- Dataset rows:
------------------------------------------------
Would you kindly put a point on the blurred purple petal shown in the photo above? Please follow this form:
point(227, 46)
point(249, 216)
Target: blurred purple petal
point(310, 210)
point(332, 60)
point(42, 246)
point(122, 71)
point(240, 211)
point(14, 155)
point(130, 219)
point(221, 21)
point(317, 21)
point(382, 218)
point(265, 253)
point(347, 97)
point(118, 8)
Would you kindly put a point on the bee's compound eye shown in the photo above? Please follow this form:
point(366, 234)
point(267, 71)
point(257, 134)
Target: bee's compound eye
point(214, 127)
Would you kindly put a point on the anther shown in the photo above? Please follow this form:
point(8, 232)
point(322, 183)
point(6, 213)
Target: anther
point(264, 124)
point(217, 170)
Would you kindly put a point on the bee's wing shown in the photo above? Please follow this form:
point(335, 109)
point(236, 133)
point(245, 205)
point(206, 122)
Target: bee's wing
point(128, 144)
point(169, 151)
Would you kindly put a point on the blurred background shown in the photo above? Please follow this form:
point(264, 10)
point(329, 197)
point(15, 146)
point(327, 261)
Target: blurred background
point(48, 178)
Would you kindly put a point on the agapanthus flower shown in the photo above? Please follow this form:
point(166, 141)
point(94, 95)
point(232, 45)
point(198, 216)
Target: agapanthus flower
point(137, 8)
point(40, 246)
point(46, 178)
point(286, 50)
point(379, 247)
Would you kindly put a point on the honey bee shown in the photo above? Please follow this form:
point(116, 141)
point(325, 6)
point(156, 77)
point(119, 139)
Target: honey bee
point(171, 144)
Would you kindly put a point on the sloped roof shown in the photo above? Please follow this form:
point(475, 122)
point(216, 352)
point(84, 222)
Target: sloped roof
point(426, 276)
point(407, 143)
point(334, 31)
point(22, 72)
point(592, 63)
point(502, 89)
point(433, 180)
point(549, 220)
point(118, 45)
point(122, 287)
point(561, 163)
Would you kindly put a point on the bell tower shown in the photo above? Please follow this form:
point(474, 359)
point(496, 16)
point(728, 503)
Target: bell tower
------------------------------------------------
- Stated task:
Repeat the lines from the first one up to and including the line with "point(317, 21)", substituting "blossom" for "petal" and changing nothing else.

- Completed exercise:
Would you kindly put a point on the blurred purple blossom shown in the photo above? Please follow this form:
point(227, 46)
point(249, 216)
Target: blurred purple blossom
point(310, 210)
point(332, 60)
point(42, 246)
point(122, 71)
point(240, 211)
point(14, 155)
point(130, 219)
point(221, 21)
point(317, 21)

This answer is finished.